| EXERCISE DETAILS |
Every entry below should appear in the answer exactly as written, apart from the pictures.

★ ★ ★

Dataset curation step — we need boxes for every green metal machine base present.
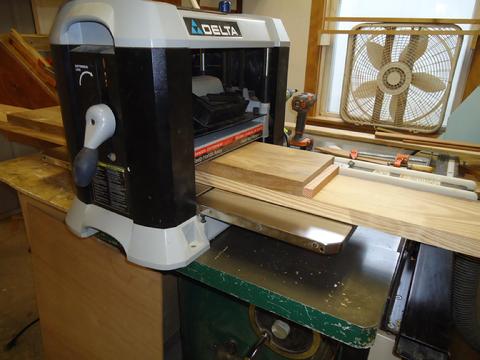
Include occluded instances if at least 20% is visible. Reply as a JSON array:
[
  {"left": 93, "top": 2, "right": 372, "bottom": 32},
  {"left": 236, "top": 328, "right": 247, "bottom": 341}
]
[
  {"left": 178, "top": 226, "right": 401, "bottom": 349},
  {"left": 179, "top": 277, "right": 335, "bottom": 360}
]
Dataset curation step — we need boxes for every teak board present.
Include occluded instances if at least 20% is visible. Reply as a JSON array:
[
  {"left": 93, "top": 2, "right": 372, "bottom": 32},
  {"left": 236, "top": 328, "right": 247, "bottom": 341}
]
[{"left": 197, "top": 142, "right": 334, "bottom": 195}]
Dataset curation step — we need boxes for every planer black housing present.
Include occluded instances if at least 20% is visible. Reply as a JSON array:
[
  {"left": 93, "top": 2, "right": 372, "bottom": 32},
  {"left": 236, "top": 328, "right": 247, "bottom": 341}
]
[{"left": 49, "top": 0, "right": 290, "bottom": 270}]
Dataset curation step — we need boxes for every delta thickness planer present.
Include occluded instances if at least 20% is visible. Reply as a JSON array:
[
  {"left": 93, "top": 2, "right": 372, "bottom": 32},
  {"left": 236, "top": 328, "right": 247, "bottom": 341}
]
[
  {"left": 50, "top": 0, "right": 355, "bottom": 270},
  {"left": 50, "top": 1, "right": 404, "bottom": 356},
  {"left": 51, "top": 0, "right": 293, "bottom": 270}
]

★ ★ ★

| RESPONSE FOR THIS EXERCISE |
Dataset curation step — we need boxes for every green metal machine base present.
Include occluded instances if at least 20% is visible. Reply as a JSON array:
[
  {"left": 93, "top": 2, "right": 372, "bottom": 32},
  {"left": 236, "top": 328, "right": 247, "bottom": 341}
]
[
  {"left": 178, "top": 226, "right": 401, "bottom": 349},
  {"left": 179, "top": 277, "right": 335, "bottom": 360}
]
Dataset curation step — we need boxes for every teak board present.
Include occluded instances if at least 20% is visible. Reply as a JSON array:
[
  {"left": 93, "top": 2, "right": 372, "bottom": 32},
  {"left": 236, "top": 328, "right": 247, "bottom": 341}
]
[{"left": 197, "top": 142, "right": 334, "bottom": 195}]
Dataset curation step — we need boxes for every planer black housing present.
Include occluded instances if at least 20% is visible. Reply as a JSON array:
[
  {"left": 93, "top": 2, "right": 372, "bottom": 32},
  {"left": 236, "top": 328, "right": 247, "bottom": 341}
]
[{"left": 49, "top": 0, "right": 290, "bottom": 270}]
Dataset curation step — we need boxes for every delta thickness planer present.
Include occluded instances if at least 20% is visible. Reply as a JSON array:
[
  {"left": 93, "top": 2, "right": 372, "bottom": 32},
  {"left": 236, "top": 328, "right": 247, "bottom": 341}
]
[
  {"left": 50, "top": 0, "right": 355, "bottom": 270},
  {"left": 50, "top": 1, "right": 404, "bottom": 356},
  {"left": 51, "top": 0, "right": 293, "bottom": 270}
]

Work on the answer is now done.